__ACTIVITY__. Transcribe the passage of the Junior Citizen nomination article between "Writing News articles, maintaining" and "Community Newspapers Association.", inclusive.

::: EXCERPT :::

Pulkkinen nominated for Junior Citizen award

Writing News articles, maintaining an online publication, playing the drums and collecting war memorabilia for his own Remembrance Day museum are all part of Carlan Pulkkinen’s routine.

The 13-year-old Grade 8 student at Aberfoyle Public School, but it’s his activities outside of academia that earned him a nomination for the Ontario Junior Citizen award from the Ontario Community Newspapers Association.

“Carlan takes great pride in all he does and is very conscientious in every aspect of his life,” neighbour Vicky Chartrand wrote in her nomination letter. “I am truly proud to have him as my neighbour and as my friend.”

A couple of years ago Pulkkinen began publishing a hand written newspaper that relayed news on his street.

“He was 10 when he started it and I don’t even know … where it even came from,” said Pulkkinen’s mom, Caroline Adams. “He all of a sudden started interviewing; like he would interview neighbours and find out what new and exciting things were happening in their lives and then he’d write a little story.”

::: DATA FOR REVIEW :::

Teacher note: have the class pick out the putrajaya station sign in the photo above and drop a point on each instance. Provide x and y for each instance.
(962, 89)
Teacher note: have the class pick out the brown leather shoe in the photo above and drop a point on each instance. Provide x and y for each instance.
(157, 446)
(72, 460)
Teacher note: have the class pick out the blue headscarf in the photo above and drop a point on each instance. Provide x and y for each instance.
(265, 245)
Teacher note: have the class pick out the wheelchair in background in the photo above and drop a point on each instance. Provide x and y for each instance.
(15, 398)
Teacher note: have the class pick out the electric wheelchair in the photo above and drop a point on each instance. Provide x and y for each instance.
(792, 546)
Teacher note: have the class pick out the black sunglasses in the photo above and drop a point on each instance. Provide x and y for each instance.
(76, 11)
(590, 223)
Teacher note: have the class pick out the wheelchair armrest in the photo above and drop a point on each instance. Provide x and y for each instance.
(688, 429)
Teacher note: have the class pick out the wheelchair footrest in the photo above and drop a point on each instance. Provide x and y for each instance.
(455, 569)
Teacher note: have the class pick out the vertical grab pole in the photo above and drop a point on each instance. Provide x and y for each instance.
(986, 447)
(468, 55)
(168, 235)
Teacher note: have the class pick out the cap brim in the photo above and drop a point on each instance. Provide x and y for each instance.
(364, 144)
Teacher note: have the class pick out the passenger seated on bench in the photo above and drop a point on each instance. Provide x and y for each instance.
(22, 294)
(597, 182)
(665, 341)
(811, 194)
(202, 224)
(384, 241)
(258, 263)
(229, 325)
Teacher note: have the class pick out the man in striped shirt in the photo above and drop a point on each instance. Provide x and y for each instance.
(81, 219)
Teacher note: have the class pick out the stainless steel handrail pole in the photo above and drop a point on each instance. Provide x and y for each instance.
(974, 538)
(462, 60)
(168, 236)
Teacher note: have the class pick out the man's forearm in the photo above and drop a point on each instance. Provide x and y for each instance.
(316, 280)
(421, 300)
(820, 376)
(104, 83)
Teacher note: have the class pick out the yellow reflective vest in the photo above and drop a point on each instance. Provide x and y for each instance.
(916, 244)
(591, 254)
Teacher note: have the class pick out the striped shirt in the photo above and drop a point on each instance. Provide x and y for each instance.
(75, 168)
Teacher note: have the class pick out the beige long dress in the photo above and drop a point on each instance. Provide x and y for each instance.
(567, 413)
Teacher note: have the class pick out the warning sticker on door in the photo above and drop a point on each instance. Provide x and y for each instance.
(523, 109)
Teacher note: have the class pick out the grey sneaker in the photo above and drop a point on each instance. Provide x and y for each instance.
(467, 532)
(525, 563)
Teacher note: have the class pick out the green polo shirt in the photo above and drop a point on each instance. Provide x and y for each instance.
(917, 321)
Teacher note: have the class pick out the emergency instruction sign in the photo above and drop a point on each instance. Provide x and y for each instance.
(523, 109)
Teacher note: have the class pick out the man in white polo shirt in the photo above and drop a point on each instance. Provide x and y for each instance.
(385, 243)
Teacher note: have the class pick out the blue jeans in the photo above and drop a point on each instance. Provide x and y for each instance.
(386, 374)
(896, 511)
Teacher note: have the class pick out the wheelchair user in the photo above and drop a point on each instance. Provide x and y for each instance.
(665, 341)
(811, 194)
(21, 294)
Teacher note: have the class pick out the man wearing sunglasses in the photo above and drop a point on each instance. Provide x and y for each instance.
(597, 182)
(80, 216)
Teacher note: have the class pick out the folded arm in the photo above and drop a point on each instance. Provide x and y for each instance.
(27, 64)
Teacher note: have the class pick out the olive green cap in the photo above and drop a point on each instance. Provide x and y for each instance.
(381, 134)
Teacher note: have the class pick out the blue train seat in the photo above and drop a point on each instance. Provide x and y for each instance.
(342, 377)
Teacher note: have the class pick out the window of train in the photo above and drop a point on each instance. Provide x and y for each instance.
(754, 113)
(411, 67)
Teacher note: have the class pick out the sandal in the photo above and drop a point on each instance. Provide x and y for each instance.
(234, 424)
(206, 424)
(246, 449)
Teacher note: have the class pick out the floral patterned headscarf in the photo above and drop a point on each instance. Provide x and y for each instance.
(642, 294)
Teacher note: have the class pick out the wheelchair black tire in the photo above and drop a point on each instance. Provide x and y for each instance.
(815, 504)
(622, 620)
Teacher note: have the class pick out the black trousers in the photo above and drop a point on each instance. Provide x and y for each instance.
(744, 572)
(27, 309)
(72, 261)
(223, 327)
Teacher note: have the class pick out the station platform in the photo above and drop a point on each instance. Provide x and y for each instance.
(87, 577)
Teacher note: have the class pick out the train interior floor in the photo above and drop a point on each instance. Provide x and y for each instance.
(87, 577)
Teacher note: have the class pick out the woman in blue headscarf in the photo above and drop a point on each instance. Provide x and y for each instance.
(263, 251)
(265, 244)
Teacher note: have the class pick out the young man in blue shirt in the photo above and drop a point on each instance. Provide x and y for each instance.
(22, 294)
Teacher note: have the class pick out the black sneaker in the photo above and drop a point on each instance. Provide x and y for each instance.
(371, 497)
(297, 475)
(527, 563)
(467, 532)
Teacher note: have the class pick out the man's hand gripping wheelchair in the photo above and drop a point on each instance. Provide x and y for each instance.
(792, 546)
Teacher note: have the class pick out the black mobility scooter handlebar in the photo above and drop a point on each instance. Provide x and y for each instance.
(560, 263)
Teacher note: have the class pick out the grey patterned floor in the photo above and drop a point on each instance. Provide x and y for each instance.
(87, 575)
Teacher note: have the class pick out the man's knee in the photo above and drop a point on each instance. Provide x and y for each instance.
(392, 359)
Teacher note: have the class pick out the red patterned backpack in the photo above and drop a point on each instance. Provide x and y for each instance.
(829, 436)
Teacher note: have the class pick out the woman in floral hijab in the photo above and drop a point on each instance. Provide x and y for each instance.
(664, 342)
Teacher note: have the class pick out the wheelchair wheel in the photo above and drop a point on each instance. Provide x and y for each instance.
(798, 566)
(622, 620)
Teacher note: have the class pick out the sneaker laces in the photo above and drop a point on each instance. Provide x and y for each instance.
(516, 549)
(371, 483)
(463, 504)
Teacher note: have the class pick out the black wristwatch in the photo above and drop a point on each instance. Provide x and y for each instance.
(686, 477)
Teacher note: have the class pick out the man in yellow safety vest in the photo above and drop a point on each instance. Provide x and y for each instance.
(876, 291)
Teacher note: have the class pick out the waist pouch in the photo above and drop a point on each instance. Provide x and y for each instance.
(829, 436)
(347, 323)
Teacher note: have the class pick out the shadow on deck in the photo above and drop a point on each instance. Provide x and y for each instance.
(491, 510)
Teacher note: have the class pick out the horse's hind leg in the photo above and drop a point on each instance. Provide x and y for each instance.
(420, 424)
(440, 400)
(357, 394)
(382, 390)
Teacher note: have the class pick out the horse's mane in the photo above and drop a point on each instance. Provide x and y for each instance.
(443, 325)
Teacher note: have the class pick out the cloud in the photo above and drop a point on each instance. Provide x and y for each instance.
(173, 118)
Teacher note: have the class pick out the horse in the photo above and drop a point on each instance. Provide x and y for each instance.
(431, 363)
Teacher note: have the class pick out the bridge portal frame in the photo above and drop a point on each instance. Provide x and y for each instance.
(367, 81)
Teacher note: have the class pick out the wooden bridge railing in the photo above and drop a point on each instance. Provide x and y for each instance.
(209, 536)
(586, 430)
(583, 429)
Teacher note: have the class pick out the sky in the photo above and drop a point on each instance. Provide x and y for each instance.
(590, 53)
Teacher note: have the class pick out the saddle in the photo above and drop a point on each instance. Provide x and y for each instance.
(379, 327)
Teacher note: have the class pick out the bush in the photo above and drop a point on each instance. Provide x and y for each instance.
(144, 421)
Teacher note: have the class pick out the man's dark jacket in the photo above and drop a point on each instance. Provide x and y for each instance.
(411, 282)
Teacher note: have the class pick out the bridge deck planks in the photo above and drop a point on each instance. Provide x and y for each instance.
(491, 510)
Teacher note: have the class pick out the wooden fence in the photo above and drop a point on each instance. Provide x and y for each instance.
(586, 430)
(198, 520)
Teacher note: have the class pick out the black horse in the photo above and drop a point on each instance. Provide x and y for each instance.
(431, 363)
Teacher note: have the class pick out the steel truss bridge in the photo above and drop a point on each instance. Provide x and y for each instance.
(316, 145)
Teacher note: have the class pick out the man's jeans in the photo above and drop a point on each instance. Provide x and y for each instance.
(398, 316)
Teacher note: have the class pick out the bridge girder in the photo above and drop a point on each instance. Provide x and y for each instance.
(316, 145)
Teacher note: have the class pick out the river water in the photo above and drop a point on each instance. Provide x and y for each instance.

:::

__RESPONSE TO THIS TASK__.
Writing News articles, maintaining an online publication, playing the drums and collecting war memorabilia for his own Remembrance Day museum are all part of Carlan Pulkkinen’s routine.

The 13-year-old Grade 8 student at Aberfoyle Public School, but it’s his activities outside of academia that earned him a nomination for the Ontario Junior Citizen award from the Ontario Community Newspapers Association.